§ WHAT IS EXPECTED:
The required output is a number: how many lines of the data below include the string "building".

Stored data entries
#####
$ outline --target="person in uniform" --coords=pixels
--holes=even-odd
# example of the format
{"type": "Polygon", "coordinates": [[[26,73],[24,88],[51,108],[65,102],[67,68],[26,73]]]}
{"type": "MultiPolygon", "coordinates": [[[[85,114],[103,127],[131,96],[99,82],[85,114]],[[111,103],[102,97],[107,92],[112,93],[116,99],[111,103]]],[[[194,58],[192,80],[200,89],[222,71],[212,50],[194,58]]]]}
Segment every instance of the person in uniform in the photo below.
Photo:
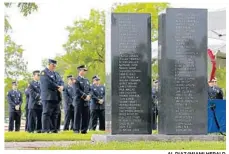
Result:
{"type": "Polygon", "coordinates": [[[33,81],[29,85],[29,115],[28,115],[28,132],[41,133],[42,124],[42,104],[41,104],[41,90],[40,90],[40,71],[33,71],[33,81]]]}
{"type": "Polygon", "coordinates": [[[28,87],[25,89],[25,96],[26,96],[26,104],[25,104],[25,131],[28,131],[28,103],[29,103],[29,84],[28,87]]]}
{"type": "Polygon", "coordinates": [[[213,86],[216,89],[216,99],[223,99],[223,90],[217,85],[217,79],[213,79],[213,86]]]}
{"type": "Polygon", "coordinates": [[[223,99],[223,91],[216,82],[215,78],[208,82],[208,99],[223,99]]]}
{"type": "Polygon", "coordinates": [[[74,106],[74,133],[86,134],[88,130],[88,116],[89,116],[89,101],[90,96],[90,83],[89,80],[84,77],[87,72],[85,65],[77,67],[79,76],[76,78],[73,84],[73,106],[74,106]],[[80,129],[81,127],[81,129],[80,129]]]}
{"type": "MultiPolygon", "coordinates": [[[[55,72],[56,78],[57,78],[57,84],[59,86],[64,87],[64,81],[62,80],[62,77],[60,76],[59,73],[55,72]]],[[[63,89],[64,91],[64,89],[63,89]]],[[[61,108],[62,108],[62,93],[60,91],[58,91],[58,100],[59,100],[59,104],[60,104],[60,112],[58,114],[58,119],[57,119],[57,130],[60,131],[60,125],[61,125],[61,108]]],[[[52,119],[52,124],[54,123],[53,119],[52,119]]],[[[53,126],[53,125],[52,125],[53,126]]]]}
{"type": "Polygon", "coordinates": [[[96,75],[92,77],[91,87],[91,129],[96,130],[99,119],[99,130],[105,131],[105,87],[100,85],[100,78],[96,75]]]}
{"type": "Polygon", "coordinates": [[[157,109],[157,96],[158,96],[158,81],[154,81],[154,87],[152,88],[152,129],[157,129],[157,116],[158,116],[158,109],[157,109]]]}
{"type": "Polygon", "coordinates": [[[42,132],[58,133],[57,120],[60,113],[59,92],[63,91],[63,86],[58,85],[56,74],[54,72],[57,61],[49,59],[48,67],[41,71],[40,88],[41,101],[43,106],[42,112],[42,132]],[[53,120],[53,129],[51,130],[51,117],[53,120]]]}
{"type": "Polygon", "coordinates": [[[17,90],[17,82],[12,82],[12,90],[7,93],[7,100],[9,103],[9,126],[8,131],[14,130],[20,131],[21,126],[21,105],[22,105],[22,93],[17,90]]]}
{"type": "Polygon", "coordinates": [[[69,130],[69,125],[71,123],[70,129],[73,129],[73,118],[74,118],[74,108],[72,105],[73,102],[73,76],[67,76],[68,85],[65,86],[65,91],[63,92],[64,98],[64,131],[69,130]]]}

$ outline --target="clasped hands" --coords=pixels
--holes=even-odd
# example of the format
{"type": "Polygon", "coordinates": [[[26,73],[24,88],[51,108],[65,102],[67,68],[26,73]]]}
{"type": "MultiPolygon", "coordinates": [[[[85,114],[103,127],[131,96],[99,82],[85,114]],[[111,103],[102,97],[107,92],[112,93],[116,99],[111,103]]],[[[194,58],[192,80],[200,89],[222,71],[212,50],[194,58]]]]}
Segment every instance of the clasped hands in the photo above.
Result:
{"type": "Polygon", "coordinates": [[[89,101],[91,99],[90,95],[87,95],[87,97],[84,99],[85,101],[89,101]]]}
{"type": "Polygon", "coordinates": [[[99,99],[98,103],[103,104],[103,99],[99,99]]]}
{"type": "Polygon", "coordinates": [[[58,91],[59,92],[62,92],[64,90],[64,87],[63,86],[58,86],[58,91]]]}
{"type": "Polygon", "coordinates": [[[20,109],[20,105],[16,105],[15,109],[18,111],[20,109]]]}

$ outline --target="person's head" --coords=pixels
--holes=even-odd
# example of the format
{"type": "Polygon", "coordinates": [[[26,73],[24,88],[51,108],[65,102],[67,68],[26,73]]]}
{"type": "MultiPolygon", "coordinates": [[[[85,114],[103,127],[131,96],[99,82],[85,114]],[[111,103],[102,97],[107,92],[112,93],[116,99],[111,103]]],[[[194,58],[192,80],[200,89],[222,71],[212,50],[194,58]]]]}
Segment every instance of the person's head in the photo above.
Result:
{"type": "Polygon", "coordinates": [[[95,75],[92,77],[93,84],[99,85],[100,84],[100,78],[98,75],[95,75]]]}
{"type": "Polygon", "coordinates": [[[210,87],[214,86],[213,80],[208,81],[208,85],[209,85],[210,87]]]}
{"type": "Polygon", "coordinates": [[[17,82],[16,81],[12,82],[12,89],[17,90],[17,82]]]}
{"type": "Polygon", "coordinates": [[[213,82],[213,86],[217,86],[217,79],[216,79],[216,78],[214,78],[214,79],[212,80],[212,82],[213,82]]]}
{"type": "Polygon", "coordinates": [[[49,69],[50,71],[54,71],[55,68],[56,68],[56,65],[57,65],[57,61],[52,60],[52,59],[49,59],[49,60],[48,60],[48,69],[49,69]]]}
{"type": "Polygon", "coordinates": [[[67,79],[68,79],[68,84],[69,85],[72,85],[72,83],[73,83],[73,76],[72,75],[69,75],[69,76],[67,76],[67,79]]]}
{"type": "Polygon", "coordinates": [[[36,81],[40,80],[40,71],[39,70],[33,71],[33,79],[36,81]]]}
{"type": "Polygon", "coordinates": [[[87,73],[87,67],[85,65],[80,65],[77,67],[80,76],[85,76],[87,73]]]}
#####
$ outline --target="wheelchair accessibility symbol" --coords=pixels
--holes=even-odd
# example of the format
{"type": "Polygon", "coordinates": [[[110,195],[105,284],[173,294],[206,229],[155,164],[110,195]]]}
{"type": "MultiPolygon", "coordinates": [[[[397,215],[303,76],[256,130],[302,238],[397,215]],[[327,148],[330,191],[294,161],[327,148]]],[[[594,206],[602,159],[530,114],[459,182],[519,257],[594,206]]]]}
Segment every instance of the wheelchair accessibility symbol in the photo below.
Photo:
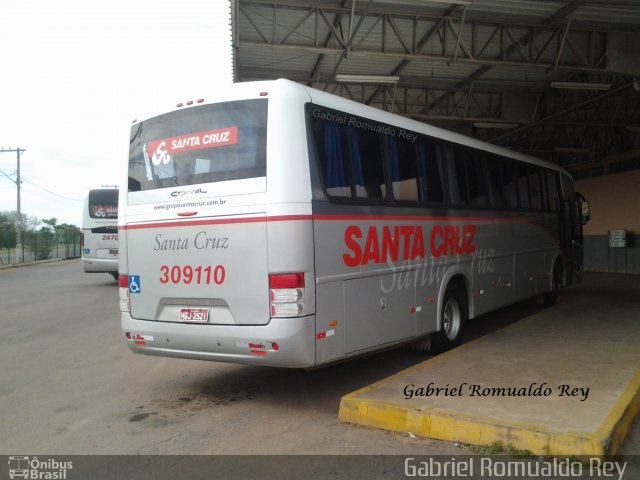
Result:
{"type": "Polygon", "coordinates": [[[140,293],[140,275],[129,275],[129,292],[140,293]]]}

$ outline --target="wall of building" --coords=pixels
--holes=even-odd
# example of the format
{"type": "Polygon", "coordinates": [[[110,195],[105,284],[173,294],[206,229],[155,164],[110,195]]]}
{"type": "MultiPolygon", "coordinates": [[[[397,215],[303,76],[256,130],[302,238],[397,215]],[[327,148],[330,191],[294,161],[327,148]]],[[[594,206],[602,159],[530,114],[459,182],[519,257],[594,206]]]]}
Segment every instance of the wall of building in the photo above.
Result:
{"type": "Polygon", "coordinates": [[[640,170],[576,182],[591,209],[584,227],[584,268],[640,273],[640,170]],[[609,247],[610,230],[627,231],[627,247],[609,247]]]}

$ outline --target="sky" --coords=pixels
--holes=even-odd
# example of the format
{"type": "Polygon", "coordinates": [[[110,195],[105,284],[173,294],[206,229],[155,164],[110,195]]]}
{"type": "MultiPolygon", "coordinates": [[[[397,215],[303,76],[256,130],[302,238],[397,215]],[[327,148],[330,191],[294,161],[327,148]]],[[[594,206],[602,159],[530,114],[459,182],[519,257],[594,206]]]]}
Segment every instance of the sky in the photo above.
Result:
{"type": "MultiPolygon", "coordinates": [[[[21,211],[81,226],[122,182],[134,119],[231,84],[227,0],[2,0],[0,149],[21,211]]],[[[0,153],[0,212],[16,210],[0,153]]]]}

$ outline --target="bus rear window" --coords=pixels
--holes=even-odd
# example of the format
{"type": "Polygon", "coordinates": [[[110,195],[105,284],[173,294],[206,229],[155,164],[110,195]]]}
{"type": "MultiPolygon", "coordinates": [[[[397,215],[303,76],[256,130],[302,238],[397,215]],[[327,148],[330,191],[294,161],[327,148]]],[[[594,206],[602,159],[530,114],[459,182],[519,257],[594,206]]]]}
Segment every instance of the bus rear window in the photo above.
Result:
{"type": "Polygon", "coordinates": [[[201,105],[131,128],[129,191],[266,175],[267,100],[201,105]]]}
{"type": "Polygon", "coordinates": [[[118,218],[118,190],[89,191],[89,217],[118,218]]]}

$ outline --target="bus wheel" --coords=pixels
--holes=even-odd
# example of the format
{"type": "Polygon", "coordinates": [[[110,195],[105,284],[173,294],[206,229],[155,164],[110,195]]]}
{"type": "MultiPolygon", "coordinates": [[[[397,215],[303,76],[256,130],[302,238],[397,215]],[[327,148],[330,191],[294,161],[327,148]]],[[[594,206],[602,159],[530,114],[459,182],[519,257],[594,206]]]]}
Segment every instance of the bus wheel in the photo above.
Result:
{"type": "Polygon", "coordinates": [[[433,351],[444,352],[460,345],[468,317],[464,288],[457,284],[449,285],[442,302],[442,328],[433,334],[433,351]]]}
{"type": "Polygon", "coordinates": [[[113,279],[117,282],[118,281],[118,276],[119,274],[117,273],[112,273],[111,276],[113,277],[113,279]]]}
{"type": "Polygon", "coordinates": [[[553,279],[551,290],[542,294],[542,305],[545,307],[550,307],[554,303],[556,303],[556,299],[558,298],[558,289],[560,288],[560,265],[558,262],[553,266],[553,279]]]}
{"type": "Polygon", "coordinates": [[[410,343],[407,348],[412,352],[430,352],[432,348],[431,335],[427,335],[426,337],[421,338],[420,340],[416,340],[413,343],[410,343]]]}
#####
§ EXERCISE OUTPUT:
2